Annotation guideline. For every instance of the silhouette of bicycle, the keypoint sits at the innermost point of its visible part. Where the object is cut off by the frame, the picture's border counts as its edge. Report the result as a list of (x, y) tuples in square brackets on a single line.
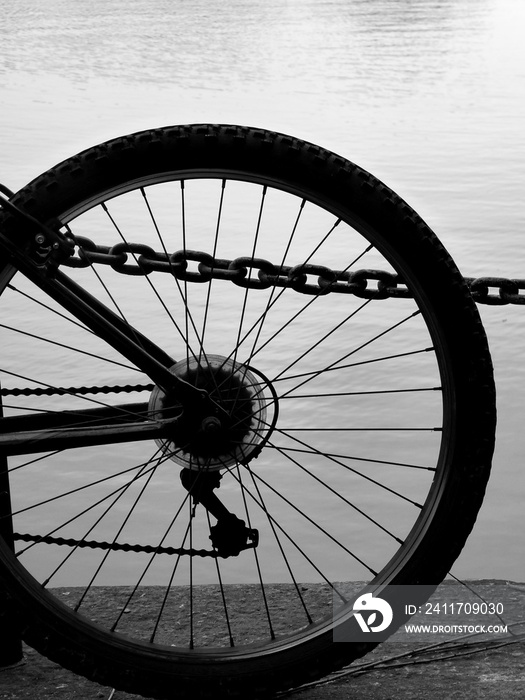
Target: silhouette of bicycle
[(237, 369)]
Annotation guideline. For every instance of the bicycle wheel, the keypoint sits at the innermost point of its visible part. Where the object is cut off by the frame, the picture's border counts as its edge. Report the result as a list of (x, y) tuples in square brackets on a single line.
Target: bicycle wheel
[(349, 423)]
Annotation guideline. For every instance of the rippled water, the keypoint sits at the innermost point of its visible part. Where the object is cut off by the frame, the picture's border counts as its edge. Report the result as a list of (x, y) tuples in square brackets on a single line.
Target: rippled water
[(429, 96)]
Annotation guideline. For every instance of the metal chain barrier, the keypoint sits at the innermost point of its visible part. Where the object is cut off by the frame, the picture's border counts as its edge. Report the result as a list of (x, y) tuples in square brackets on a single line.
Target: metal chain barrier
[(115, 546), (251, 273), (257, 273)]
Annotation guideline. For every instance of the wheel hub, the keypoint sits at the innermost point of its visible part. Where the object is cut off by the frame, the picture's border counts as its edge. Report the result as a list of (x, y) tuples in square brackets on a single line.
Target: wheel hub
[(229, 432)]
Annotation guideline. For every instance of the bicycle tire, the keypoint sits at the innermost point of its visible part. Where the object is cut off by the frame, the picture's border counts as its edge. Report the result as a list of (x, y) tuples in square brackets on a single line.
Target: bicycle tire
[(275, 161)]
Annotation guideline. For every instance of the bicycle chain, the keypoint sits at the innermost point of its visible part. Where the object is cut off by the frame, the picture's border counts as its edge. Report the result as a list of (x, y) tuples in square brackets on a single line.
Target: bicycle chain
[(115, 546), (76, 390), (206, 267)]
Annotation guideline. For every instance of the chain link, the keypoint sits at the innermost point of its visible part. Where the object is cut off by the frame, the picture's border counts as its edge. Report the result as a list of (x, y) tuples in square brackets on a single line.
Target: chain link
[(508, 290), (258, 273), (247, 272), (76, 390), (114, 546)]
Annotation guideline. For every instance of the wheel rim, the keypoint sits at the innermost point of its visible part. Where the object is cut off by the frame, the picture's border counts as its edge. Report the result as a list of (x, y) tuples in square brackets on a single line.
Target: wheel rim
[(307, 457)]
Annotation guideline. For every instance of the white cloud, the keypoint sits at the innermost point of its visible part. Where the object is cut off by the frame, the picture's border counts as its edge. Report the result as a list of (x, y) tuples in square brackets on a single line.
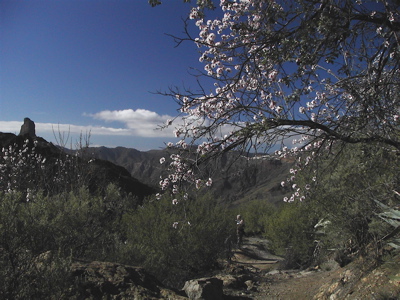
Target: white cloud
[(140, 122)]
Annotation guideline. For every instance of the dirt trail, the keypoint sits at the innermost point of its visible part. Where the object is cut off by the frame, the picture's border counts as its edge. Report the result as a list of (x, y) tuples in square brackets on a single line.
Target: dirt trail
[(268, 281)]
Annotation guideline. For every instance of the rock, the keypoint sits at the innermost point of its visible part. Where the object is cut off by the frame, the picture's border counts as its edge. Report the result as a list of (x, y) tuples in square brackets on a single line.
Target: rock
[(204, 288), (105, 280), (28, 128)]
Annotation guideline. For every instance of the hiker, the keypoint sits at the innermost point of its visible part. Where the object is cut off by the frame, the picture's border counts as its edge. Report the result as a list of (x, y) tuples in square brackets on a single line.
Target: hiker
[(239, 230)]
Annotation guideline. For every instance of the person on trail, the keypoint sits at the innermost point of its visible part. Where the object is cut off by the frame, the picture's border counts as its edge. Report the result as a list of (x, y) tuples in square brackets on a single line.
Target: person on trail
[(239, 230)]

What you are asked to do:
Retype the records exactly. Any image in them should not appear in what you write.

Answer section:
Annotation guideline. For every instance of the silhouette of bicycle, the keypoint sits at the innermost point of its visible part. Where the object is cut off by the frame, the picture's border counts as its edge. Report the result as a list of (x, y) tuples in square brackets on a single line.
Target: silhouette of bicycle
[(237, 369)]
Annotation guideline. For every instance of the bicycle wheel, the keypoint sits at the innermost point of its visible part. Where the object is cut off by the frame, the picture's border counts as its edge. Report the result as a list of (x, y) tuples in square brackets on a single line.
Target: bicycle wheel
[(349, 423)]
Annotation guideline. For every instance of the rippled water, the keypoint sits at the innermost point of its visible part. Where the object is cut off by the frame, the picture's border counts as its edge. Report the result as a list of (x, y) tuples in square brackets on a single line.
Target: rippled water
[(429, 96)]
Annotation guideline. For every instance of the metal chain barrier, the keypoint sits at the innermost point of its visible part. Where the object is cut off by the frame, the picture's border counts as its edge. Report the result as a list of (x, y) tuples in square brackets on a single line.
Target: metal chain barrier
[(115, 546), (251, 273), (257, 273)]
Annotation guideline. For every instance of the wheel hub, the keypoint sits at the innermost point of its visible part. Where the object is cut off by the frame, the picture's border counts as its edge. Report the result as a list of (x, y) tuples in square brackets on a single line.
Target: wheel hub
[(229, 432)]
Annotation guideline. For every instance of the bicycle tire, the keypoint sits at the innermost point of its visible part. Where the object is cut off by the frame, the picture's border counts as its edge. Report the result as a list of (x, y) tuples in square brackets on a single line.
Target: bicycle tire
[(275, 161)]
Annotation guideline. For every instance of the bicycle chain, the keypoint sits at the innermost point of its visible part. Where the object is cut off by the frame, the picture's border counts as its edge. Report the result as a list of (x, y) tuples in square brackets on a single line.
Target: bicycle chain
[(115, 546), (76, 390), (206, 267)]
Annotation guideline. For every instance of the chain link, the keypoint sits at the innermost point of its visible part. Where the object is cut off by the frame, the picture's border counts as its edge. Report the result as a list of (x, y) tuples in square brackets on a single line.
Target: chain link
[(508, 290), (258, 273), (247, 272), (76, 390), (114, 546)]
Annotation guideline. For every instance of the wheel rim, the keypoint sits at the innermost point of its visible part. Where the object is cut off by the frame, the picture's border counts as its edge. Report the result as a list of (x, y) tuples in square brackets on a single line.
Target: wheel rim
[(307, 457)]
Annotation guideline. For every instance of the white cloud, the keypoint sits at the innermost point of its visible part. Where the object is cut off by the frame, the picture's border counts as its edge. Report the result as a list of (x, y) tuples in square brackets on a single line.
Target: white cloud
[(140, 122)]
Annotation guideline. For every instance of the dirt trail, the keypoint sits at the innermost point of its visible part. Where the object is cut off by the frame, the picture's border counts as its edge. Report the result as a list of (x, y) tuples in square brackets on a single line.
Target: dirt trail
[(268, 281)]
Annotation guideline. For every instance of the rock, the keypoint sits at the innermost point of its visible part. Where the object is cut off by the frame, the picture's border counts as its edge. Report the result as a list of (x, y) tuples in square brackets on a single line.
Target: rock
[(204, 288), (105, 280), (28, 128)]
Annotation guideline. For every instance of the hiker, the keypoint sits at the innermost point of its visible part. Where the object is cut off by the frame, the picture's border counts as its edge. Report the result as a list of (x, y) tuples in square brackets on a single line.
Target: hiker
[(239, 230)]
Annotation guideline. For every instance of the person on trail, the keypoint sits at the innermost point of its visible part. Where the object is cut off by the frame, the picture's border counts as its edge. Report the result as a list of (x, y) tuples in square brackets on a single line.
Target: person on trail
[(239, 230)]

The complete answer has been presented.